» Task instructions
Please give an exact transcription of the lines below, from the one that contains "SELECT bbox FROM objects WHERE label = 'roof chimney';" to the very last, with no other lines.

** Provided entries follows **

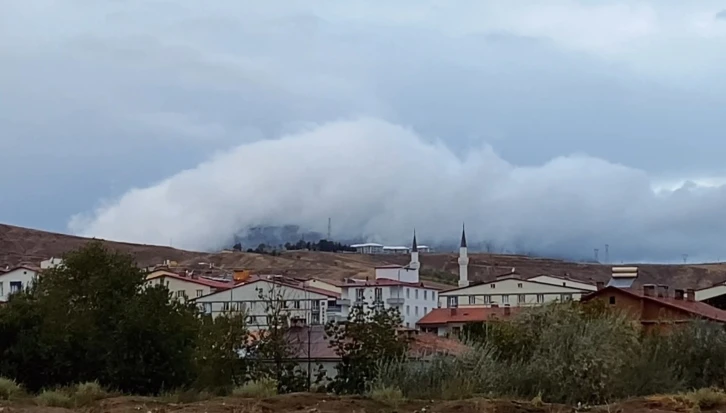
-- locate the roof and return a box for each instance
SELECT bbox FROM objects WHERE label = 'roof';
[260,325,467,360]
[460,223,467,248]
[439,276,590,295]
[582,286,726,323]
[146,271,233,290]
[340,277,441,290]
[0,265,41,276]
[417,307,520,326]
[350,243,383,248]
[412,231,418,252]
[528,274,596,286]
[383,246,409,250]
[194,277,341,301]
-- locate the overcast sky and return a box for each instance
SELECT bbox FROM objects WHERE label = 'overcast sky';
[3,1,726,262]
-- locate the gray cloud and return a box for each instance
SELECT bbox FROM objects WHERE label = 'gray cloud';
[3,1,726,260]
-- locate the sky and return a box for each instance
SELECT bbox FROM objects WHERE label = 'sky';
[3,1,726,262]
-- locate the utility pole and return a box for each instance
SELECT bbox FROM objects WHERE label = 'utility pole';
[327,218,331,240]
[682,254,688,264]
[605,244,609,264]
[594,248,599,262]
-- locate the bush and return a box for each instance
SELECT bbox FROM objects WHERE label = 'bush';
[160,389,213,404]
[233,379,278,398]
[687,388,726,409]
[0,377,22,400]
[35,389,72,408]
[369,384,405,406]
[72,381,109,406]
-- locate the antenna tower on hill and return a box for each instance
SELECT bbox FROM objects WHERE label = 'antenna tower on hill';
[327,217,332,240]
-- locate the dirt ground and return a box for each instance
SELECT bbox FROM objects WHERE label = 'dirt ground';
[0,393,709,413]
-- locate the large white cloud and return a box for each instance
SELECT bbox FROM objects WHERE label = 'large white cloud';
[70,118,726,262]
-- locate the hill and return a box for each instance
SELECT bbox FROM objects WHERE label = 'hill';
[2,223,726,289]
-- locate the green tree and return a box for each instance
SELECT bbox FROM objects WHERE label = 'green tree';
[325,305,408,394]
[0,241,200,394]
[194,313,250,394]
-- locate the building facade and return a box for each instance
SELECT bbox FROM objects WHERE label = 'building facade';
[350,243,384,254]
[145,270,231,301]
[0,266,39,302]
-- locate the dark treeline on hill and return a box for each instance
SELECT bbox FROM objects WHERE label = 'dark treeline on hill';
[231,239,355,254]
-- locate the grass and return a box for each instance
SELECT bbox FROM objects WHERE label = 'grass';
[72,381,109,406]
[0,377,23,401]
[35,389,73,408]
[160,389,213,404]
[686,388,726,409]
[369,385,406,407]
[233,378,278,398]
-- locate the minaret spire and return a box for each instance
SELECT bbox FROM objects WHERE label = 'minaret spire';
[409,229,421,278]
[412,229,418,252]
[458,223,469,288]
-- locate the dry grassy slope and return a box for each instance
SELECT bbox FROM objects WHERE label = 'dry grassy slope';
[2,223,726,289]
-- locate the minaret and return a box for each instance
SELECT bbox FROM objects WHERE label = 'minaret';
[409,230,420,271]
[458,224,469,288]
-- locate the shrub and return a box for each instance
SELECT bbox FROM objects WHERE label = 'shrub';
[35,389,72,408]
[160,389,213,404]
[233,378,278,398]
[0,377,22,400]
[72,381,108,406]
[687,388,726,409]
[369,384,405,406]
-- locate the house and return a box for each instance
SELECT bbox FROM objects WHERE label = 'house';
[337,232,441,327]
[145,270,232,301]
[40,257,64,269]
[0,266,39,302]
[417,306,519,336]
[695,279,726,310]
[350,243,384,254]
[250,324,468,380]
[192,275,341,330]
[581,285,726,332]
[382,246,410,254]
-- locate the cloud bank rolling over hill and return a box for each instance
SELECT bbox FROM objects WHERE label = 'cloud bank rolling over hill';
[70,118,726,263]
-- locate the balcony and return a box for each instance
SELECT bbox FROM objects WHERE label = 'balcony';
[337,298,351,306]
[387,297,405,305]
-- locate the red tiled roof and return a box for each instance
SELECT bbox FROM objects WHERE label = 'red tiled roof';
[147,272,233,290]
[583,286,726,323]
[416,306,520,326]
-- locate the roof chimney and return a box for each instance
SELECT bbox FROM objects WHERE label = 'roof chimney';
[643,284,656,297]
[674,289,685,300]
[596,281,604,291]
[657,285,669,298]
[686,289,695,302]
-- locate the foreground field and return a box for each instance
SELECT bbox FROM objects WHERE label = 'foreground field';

** End of Provided entries **

» Task response
SELECT bbox FROM objects WHERE label = 'roof chimney';
[643,284,656,297]
[674,289,685,300]
[596,281,604,291]
[657,285,669,298]
[686,289,695,302]
-- locate the foreground field and return a box for each instance
SELECT bbox FROM objects WHERE label = 'foreground field';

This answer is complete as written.